> **挑战任务**:
**1)** 根据树链剖分题解，判断下面每句话对不对，回答"是"或"否"，并原样引出起决定作用的原文。
(a) 各次操作是按原来的顺序正着处理的。
(b) 每个点最多被拿出来一次。
(c) 常量 N 被定义为 100010。
**2)** 看树链剖分题解，回答下面几个问题：
(a) 用什么方法维护 u->v 路径上的染色次数？
(b) INF 被定义成多少？
(c) 结构体 QUE 里存的是哪三个变量？
**3)** 从树链剖分题解停下的地方往下续写代码。

> **节选原文**:
________________

思路：树链剖分维护u->v 路径上染色次数，倒着操作，每次找有没有第k次染色的点，有的话拿出来更新的答案，并且把那个点的然后次数置位-INF, 每个点最多拿出来一次

#include <bits/stdc++.h>
using namespace std;
 
#define N 100010
#define INF 0x3f3f3f3f
 
int n, m, k;
vector <int> G[N];
int ans[N];
 
struct QUE
{
    int u, v, c;
    void scan()
    {
        scanf("%d%d%d", &u, &v, &c);
    }
}que[N];
 
int top[N], fa[N], deep[N], num[N], p[N], fp[N],son[N], pos;
 
void Init()
{
    memset(son, -1, sizeof son);
    pos = 0;
    fa[1] = 1, deep[1] = 0;
}
 
void DFS(int u)
{
    num[u] = 1;
    for (auto v : G[u]) if (v != fa[u])
    {
        fa[v] = u; deep[v] = deep[u] + 1;
        DFS(v); num[u] += num[v];
        if (son[u] == -1 || num[v] > num[son[u]])
            son[u] = v;
    }
}
 
void getpos(int u, int sp)
{
    top[u] = sp;
    p[u] = ++pos;
    fp[pos] = u;
    if (son[u] == -1) return;
    getpos(son[u], sp);
    for (auto v : G[u]) if (v != son[u] && v != fa[u])
        getpos(v, v);
}
 
struct SEG
{
    struct node
    {
        int l, r;
        int lazy, Max, pos;
        node () {}
        node (int _l, int _r)
        {
            l = _l, r = _r;
            Max = 0;
            pos = _l;
            lazy = 0;
        }
    }a[N << 2];
 
    void pushup(int id)
    {
        if (a[id << 1].Max > a[id << 1 | 1].Max)

________________

> **材料汇总**:
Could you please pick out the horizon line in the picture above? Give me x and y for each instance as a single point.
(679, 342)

________________

> **逐题答案**:
**1)**
(a) 否。"倒着操作"
(b) 是。"每个点最多拿出来一次"
(c) 是。"#define N 100010"

**2)**
(a) 树链剖分。
(b) 0x3f3f3f3f。
(c) u、v、c。

**3)**
        {
            a[id].Max = a[id << 1].Max;
            a[id].pos = a[id << 1].pos;
        }  
        else
        {
            a[id].Max = a[id << 1 | 1].Max;
            a[id].pos = a[id << 1 | 1].pos;
        }
    }
 
    void pushdown(int id)
    {
        if (a[id].l >= a[id].r) return;
        if (a[id].lazy)
        {
            int lazy = a[id].lazy; a[id].lazy = 0;
            a[id << 1].lazy += lazy;
            a[id << 1 | 1].lazy += lazy;
            a[id << 1].Max += lazy;
            a[id << 1 | 1].Max += lazy;
        }
    }
 
    void build(int id, int l, int r)
    {
        a[id] = node(l, r);
        if (l == r) return;
        int mid = (l + r) >> 1;
        build(id << 1, l, mid);
        build(id << 1 | 1, mid + 1, r);
        pushup(id);
    }
 
    void update(int id, int l, int r, int val)
    {
        if (a[id].l >= l && a[id].r <= r)
        {
            a[id].Max += val;
            a[id].lazy += val;
            return;
        }
        pushdown(id);
        int mid = (a[id].l + a[id].r) >> 1;
        if (l <= mid) update(id << 1, l, r, val);
        if (r > mid) update(id << 1 | 1, l, r, val);
        pushup(id);
    }
}segtree;
 
void change(int u, int v, int val)
{
    int fu = top[u], fv = top[v];
    while (fu != fv)
    {
        if (deep[fu] < deep[fv])
        {
            swap(fu, fv);
            swap(u, v);
        }
        int l = p[fu], r = p[u];
        segtree.update(1, l, r, 1);
        while (1)
        {
//          puts("bug");
            if (segtree.a[1].Max < k) break;
            int pos = segtree.a[1].pos;
//          cout << pos << " " << segtree.a[1].Max << endl;
            ans[fp[pos]] = val;
            segtree.update(1, pos, pos, -INF);
//          cout << pos << " " << segtree.a[1].Max << endl;
        }
        u = fa[fu], fu = top[u];
    }
    if (deep[u] > deep[v]) swap(u, v);
    int l = p[u], r = p[v];
//  printf("%d %d\n", l, r);
    segtree.update(1, l, r, 1);
    while (1)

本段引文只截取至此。